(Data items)
>>

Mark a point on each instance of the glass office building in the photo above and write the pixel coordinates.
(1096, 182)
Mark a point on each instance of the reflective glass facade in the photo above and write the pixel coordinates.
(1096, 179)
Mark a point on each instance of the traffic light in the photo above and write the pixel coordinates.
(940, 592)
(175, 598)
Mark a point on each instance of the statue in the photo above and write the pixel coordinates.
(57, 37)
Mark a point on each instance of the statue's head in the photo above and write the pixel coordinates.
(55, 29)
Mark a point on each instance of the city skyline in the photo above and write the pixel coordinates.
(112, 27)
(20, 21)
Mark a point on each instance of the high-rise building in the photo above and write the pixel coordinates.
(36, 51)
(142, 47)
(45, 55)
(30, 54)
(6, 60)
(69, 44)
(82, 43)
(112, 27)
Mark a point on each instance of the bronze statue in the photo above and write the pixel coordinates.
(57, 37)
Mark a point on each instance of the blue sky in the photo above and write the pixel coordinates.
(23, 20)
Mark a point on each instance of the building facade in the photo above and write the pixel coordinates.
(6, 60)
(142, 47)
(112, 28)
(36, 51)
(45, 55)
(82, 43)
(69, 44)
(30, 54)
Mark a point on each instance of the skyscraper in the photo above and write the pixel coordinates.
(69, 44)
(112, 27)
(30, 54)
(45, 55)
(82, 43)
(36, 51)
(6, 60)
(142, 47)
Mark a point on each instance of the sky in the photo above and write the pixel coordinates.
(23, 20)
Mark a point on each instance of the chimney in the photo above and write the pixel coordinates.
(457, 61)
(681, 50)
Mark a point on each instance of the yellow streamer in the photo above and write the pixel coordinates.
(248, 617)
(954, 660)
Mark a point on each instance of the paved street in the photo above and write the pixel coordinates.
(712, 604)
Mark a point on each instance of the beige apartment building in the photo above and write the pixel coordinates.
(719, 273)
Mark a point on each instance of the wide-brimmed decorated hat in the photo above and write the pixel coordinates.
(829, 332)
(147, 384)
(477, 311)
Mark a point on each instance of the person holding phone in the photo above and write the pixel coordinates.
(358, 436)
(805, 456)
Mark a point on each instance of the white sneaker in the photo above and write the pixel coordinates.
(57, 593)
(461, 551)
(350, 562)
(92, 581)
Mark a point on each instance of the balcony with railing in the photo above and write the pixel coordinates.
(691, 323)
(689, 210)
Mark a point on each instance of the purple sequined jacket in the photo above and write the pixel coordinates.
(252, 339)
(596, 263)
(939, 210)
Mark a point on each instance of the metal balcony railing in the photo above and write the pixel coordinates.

<<

EXERCISE DESCRIPTION: Only the lines from the line with "Mark a point on each instance of the white" to the final line of the entries are to be returned, each exactly as written, both ends included.

EXPECTED OUTPUT:
Mark a point on each instance of the white sneaker in the photo above and write the pixel coordinates.
(57, 593)
(461, 551)
(350, 562)
(92, 581)
Mark a point on each instance of the balcony with railing in the photo above and write the pixel coordinates.
(691, 323)
(689, 210)
Mark a point on each instance of the purple sequined jacket in the photo above and write the pixel coordinates.
(252, 339)
(596, 263)
(939, 210)
Mark a point on each instance of the metal balcony railing in the photo above and write the pixel coordinates.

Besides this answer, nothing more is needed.